Top of DATA SUPPLIED

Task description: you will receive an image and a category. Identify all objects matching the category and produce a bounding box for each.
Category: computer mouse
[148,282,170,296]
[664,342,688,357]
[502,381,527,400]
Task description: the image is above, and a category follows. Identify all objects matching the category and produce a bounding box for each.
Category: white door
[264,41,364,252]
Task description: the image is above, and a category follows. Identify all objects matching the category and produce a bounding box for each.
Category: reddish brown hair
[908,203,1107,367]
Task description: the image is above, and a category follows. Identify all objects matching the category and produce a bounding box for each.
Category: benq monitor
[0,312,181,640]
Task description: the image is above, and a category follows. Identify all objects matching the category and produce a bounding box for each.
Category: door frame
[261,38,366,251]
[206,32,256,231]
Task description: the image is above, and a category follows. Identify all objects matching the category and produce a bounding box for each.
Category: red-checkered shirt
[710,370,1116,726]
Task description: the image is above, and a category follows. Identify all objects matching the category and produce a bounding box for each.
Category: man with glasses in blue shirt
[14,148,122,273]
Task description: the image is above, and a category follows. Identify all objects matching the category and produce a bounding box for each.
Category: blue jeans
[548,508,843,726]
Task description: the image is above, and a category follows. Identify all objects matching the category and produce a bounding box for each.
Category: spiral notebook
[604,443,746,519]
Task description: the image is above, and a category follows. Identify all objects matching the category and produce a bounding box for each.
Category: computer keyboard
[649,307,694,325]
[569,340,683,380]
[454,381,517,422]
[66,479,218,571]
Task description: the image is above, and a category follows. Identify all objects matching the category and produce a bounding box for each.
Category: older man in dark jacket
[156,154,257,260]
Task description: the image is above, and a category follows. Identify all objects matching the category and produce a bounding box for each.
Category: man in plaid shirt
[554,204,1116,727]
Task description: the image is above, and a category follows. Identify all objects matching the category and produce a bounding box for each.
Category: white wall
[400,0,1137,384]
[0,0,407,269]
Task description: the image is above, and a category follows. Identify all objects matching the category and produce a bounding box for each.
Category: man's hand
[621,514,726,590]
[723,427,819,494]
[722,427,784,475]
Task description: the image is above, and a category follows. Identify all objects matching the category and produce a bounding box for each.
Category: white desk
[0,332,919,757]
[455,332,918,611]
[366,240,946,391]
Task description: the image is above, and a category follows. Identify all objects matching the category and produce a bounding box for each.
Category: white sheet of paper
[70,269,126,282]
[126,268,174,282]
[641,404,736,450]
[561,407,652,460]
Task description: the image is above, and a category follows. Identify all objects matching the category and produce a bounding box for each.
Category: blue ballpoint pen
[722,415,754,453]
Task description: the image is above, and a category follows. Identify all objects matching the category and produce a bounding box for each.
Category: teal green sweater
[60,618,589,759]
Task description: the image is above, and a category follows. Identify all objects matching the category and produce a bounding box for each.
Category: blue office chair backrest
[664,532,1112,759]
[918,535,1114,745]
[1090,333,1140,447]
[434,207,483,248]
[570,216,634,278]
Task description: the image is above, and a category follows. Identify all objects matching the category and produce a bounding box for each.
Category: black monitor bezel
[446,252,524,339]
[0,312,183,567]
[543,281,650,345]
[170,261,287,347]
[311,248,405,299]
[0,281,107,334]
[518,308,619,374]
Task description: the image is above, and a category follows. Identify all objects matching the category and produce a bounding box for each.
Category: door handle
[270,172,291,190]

Bottom of DATA SUPPLIED

◆ **EXERCISE DESCRIPTION**: A verbatim copy of the records above should be returned.

◆ **EXERCISE OUTPUT**:
Task description: you will receive an image and a category. Identify all objects matching the category and produce a bounding box for each.
Category: computer mouse
[148,282,170,296]
[664,342,688,357]
[502,381,527,400]
Task description: the image is above, and a category follows. Identify all objects matching the category and produce a bounding box for each.
Category: white door
[264,41,364,252]
Task description: the image is above, and a category follows. Identify all objects matching the category and produce a bounding box for each.
Category: reddish brown hair
[908,203,1107,367]
Task description: the image is above, and a category follows. Identify all objects matching the category and produce a bounding box for each.
Category: benq monitor
[0,312,181,640]
Task description: the image is above, and a category follows. Identify all objects matching the category and produce a bounding box for each.
Category: door frame
[261,38,366,251]
[206,32,256,231]
Task description: the image is above, and a category follows. Identify all objects matching the category and produce a bounding box for each.
Category: red-checkered shirt
[710,370,1116,726]
Task description: the image is above, and a category follows. Identify all objects matching the category and produce a bounding box for each.
Category: man with glasses in blue shirt
[14,148,122,273]
Task description: the image is above, and a category follows. Identify all objects matching the category and produce a bounding box for each.
Category: blue jeans
[548,508,843,726]
Task description: the image is above, and a category follows. Identify all objects matching the category and produce a bounding box for each.
Category: spiral notebook
[604,443,746,519]
Task description: the image is above, and a category follows. Identify all objects matching the category and produce a bounding box for each.
Category: computer keyboard
[649,307,694,325]
[569,340,683,380]
[454,381,517,422]
[66,479,218,571]
Task description: the image is above, and a category follows. Identify all objects matching the category and produce a bounding box for each.
Category: older man in dark jacket
[156,154,257,260]
Task description: the image is above, and a category follows. Identify all objects matching the category and produce a bounding box for each.
Category: man in plaid shirt
[554,204,1116,727]
Task description: the image is above, and a category follows. Identify all objects matching the category and produce a bounding box for each.
Category: white wall
[400,0,1137,384]
[0,0,407,269]
Task description: the image is above, and a category follows. Identify all objects matching the category and produce a bounding box for each.
Category: man's hand
[621,514,726,590]
[723,427,819,494]
[722,427,784,475]
Task description: the image is above, and a category follows. Identify all objects matching the category and produce a bounding box for each.
Category: white desk
[0,332,919,757]
[455,332,918,611]
[366,240,946,391]
Task description: the image is above, and a category follows. Identify all objects matching the category and produce a bounding box for each.
Category: white sheet of paper
[70,269,126,282]
[126,268,174,282]
[641,404,736,450]
[561,407,652,460]
Task description: the image is above, and a category follows. Identify all objects matching the category and produce a bounding box for each.
Category: blue ballpoint pen
[722,415,754,453]
Task description: the image is above, and a category follows. Identify all objects matching the category and produce a bounding box for each.
Category: teal green sweater
[60,618,589,759]
Task description: the image is above, and a category follows. Identify all objects matching the category and produce a bounding box for each.
Category: blue office chair backrest
[664,532,1112,759]
[918,535,1114,745]
[1090,333,1140,447]
[434,207,483,248]
[570,216,634,278]
Task description: the image is above, and a category follows. Identify all objects matching the category and produce a bounding box for each.
Category: black monitor bezel
[446,252,524,339]
[0,312,183,567]
[543,281,650,345]
[170,261,287,347]
[311,248,405,299]
[0,281,107,334]
[518,308,619,374]
Task description: the image is above, and a category follows. Identify all objects matching the category and produce a bounding box for each.
Category: door handle
[270,172,291,190]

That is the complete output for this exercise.